Records from a dataset
*** Block opens ***
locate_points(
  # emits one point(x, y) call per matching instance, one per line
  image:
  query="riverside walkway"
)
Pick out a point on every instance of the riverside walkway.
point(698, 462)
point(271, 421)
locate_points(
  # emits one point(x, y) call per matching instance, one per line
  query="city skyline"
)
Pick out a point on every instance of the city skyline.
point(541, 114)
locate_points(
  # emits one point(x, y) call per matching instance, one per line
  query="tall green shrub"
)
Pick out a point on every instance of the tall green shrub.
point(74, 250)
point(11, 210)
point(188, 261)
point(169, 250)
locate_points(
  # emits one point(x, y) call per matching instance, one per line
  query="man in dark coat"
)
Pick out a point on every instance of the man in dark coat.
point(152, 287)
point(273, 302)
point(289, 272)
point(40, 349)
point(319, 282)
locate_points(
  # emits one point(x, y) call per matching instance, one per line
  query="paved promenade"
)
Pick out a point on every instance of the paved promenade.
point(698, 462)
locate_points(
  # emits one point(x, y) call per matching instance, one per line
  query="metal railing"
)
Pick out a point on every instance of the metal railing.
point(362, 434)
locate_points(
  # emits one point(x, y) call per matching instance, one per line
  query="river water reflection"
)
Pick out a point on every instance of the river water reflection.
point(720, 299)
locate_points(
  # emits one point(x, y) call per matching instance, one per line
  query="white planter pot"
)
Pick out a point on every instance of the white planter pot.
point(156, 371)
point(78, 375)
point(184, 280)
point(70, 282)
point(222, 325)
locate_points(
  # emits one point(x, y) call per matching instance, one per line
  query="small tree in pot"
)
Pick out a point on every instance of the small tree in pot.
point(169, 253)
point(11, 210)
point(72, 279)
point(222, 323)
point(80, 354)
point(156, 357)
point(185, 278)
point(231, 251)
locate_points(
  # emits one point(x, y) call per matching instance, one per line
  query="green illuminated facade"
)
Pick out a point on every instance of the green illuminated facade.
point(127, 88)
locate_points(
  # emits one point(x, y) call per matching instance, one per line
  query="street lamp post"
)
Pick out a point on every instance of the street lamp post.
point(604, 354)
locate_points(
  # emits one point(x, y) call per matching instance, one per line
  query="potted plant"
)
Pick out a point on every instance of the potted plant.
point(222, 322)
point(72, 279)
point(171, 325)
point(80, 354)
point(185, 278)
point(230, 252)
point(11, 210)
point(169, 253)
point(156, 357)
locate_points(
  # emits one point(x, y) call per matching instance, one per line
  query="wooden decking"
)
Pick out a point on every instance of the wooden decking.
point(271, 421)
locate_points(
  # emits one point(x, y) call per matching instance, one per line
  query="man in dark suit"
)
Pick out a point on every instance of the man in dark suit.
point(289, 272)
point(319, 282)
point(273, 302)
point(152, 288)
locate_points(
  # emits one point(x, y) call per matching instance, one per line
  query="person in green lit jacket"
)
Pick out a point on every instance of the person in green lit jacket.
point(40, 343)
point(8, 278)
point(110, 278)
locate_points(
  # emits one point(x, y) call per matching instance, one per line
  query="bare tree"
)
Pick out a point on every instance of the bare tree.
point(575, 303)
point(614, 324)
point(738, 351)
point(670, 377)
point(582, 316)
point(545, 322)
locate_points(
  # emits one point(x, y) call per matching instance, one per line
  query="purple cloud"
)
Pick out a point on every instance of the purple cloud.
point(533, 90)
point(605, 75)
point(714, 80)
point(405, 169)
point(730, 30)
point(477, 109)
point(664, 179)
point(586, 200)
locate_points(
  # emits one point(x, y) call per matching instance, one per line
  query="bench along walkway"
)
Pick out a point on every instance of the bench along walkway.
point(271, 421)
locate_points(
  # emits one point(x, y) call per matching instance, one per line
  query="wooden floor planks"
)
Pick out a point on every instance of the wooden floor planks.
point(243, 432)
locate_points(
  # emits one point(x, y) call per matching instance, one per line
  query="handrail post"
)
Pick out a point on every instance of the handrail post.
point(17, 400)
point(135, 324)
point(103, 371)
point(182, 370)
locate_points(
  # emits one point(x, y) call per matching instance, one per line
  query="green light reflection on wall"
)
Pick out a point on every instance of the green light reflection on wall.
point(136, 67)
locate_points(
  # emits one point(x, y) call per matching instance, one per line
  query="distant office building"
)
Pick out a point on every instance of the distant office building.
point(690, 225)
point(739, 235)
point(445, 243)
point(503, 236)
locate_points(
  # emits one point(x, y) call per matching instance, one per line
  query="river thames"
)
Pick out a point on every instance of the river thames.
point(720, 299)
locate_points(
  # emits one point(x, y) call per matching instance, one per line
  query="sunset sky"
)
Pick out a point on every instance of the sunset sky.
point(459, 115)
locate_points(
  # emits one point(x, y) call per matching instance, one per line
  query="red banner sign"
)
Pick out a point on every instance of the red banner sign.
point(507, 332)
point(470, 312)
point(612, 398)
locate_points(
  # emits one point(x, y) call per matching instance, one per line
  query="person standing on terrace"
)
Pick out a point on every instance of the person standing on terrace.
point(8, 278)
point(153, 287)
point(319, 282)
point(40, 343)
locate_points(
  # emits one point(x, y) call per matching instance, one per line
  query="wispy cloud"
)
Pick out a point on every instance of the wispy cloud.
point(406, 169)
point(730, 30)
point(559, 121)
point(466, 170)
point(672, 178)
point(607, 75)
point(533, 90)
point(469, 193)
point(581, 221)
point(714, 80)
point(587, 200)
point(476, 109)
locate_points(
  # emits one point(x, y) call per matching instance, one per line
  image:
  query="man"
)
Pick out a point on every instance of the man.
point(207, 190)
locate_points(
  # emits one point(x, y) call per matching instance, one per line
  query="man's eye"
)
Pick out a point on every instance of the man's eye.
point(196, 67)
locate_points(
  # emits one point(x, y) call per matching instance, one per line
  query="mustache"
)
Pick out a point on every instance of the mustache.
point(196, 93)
*** Block closes ***
*Description of the task*
Give back the complete data exactly as supplied.

*Task answer*
locate_points(
  # emits one point(x, y) call per matching instance, one per line
  image:
  query="riverside walkway"
)
Pick out a point on every instance of the riverside walkway.
point(698, 462)
point(271, 421)
locate_points(
  # emits one point(x, y) call per matching instance, one per line
  query="city skyline"
)
Pick out a point on every instance of the city skyline.
point(541, 114)
locate_points(
  # emits one point(x, y) call per matching instance, one per line
  query="tall green shrub"
)
Pick out a point on every instance of the tall green shrub.
point(74, 250)
point(11, 210)
point(188, 261)
point(169, 250)
locate_points(
  # emits one point(x, y) call per matching instance, one per line
  query="man in dark coat"
)
Pick out a point on every instance of the man in dark coat.
point(152, 287)
point(273, 302)
point(289, 272)
point(40, 349)
point(319, 282)
locate_points(
  # emits one point(x, y) call per matching instance, one per line
  query="paved promenade"
)
Pick out a point on every instance of the paved promenade.
point(698, 462)
locate_points(
  # emits one point(x, y) call per matching instance, one per line
  query="metal railing"
)
Pick out a point on every instance of the metal railing.
point(362, 434)
locate_points(
  # emits one point(x, y) call per matching instance, one per line
  query="river water reflection"
)
Pick out a point on every instance of the river water reflection.
point(720, 299)
locate_points(
  # emits one point(x, y) call per matching instance, one per line
  query="white planter pot"
)
Pick out a point on every instance of the white planter pot.
point(156, 371)
point(78, 375)
point(184, 280)
point(70, 282)
point(222, 325)
locate_points(
  # emits one point(x, y) call per matching instance, one per line
  query="small tree in pot"
)
Pick out a point on every instance of the small tree in pot.
point(169, 253)
point(11, 210)
point(72, 279)
point(222, 323)
point(80, 354)
point(156, 357)
point(185, 278)
point(231, 251)
locate_points(
  # emits one point(x, y) call per matching instance, one per line
  query="green illuminated facade"
)
Pick out a point on every instance of the green illuminated facade.
point(127, 88)
locate_points(
  # emits one point(x, y) call per matching instance, one per line
  query="street lamp post"
)
Pick out a point on every instance of the street lamp post.
point(604, 354)
locate_points(
  # emits one point(x, y) call per matching instance, one per line
  query="potted plant"
)
Pick out a point on every instance of the potted plant.
point(222, 322)
point(72, 279)
point(171, 325)
point(80, 354)
point(185, 278)
point(230, 252)
point(11, 210)
point(169, 253)
point(156, 357)
locate_points(
  # emits one point(x, y) call per matching instance, one per line
  query="wooden decking"
)
Pick out a point on every instance of the wooden decking.
point(271, 421)
locate_points(
  # emits one point(x, y) call per matching instance, one per line
  query="man in dark suit"
)
Pick out a point on every instance of the man in dark suit.
point(289, 272)
point(319, 282)
point(273, 302)
point(152, 288)
locate_points(
  # emits one point(x, y) call per matching instance, one per line
  query="person in green lit jacket"
)
Pick out a point on every instance of the person in green lit jacket.
point(40, 343)
point(8, 278)
point(110, 278)
locate_points(
  # emits one point(x, y) call per matching instance, one per line
  query="bare tree"
)
Pick out a point on every instance of the bare tree.
point(575, 303)
point(614, 324)
point(738, 351)
point(670, 377)
point(582, 316)
point(545, 322)
locate_points(
  # emits one point(x, y) call per matching instance, one per line
  query="purple cloud"
)
Pick out a point on every instance of the purple cloud.
point(533, 90)
point(605, 75)
point(714, 80)
point(405, 169)
point(730, 30)
point(477, 109)
point(664, 179)
point(586, 200)
locate_points(
  # emits one point(x, y) call per matching instance, one per line
  query="bench along walkway"
)
Pick out a point on every instance of the bench along walkway.
point(271, 421)
locate_points(
  # emits one point(x, y) call per matching instance, one per line
  query="wooden floor planks"
)
Pick out a point on every instance of the wooden floor planks.
point(243, 432)
locate_points(
  # emits one point(x, y) call per matching instance, one per line
  query="handrail post"
)
Pick out a point on every instance of the handrail post.
point(17, 400)
point(135, 324)
point(103, 371)
point(182, 370)
locate_points(
  # emits one point(x, y) call per matching instance, one per line
  query="green light reflection on wall"
)
Pick out a point on every instance of the green light reflection on wall.
point(136, 67)
locate_points(
  # emits one point(x, y) call per matching instance, one per line
  query="distant office building"
)
Pick out a point on every instance of the distant office building.
point(690, 225)
point(739, 235)
point(445, 243)
point(503, 236)
locate_points(
  # emits one point(x, y) call per matching instance, one per line
  query="river thames"
)
Pick out a point on every instance of the river thames.
point(720, 299)
locate_points(
  # emits one point(x, y) call per matching instance, one per line
  query="sunset sky"
)
Pick out a point on every instance of the sunset sky.
point(459, 115)
locate_points(
  # emits one point(x, y) call per matching instance, one per line
  query="red banner sign"
)
Pick out a point on every instance of the red banner sign.
point(507, 332)
point(470, 312)
point(612, 398)
locate_points(
  # emits one point(x, y) call per matching instance, one per line
  query="person standing on terrace"
)
Pick out a point on every instance of the person standing on terrace.
point(8, 278)
point(153, 287)
point(319, 282)
point(40, 343)
locate_points(
  # emits one point(x, y) call per matching instance, one per line
  query="wispy cloud"
)
Pick out a point on every instance of the wispy cloud.
point(406, 169)
point(730, 30)
point(559, 121)
point(466, 170)
point(672, 178)
point(607, 75)
point(533, 90)
point(469, 193)
point(581, 221)
point(714, 80)
point(587, 200)
point(476, 109)
locate_points(
  # emits one point(x, y) call per matching instance, one per line
  image:
  query="man"
)
Pick out a point on every instance of the man.
point(207, 190)
locate_points(
  # emits one point(x, y) call per matching instance, one per line
  query="man's eye"
)
Pick out a point on every instance of the man's eye.
point(196, 67)
locate_points(
  # emits one point(x, y) call per matching instance, one per line
  query="mustache"
)
Pick out a point on every instance of the mustache.
point(196, 93)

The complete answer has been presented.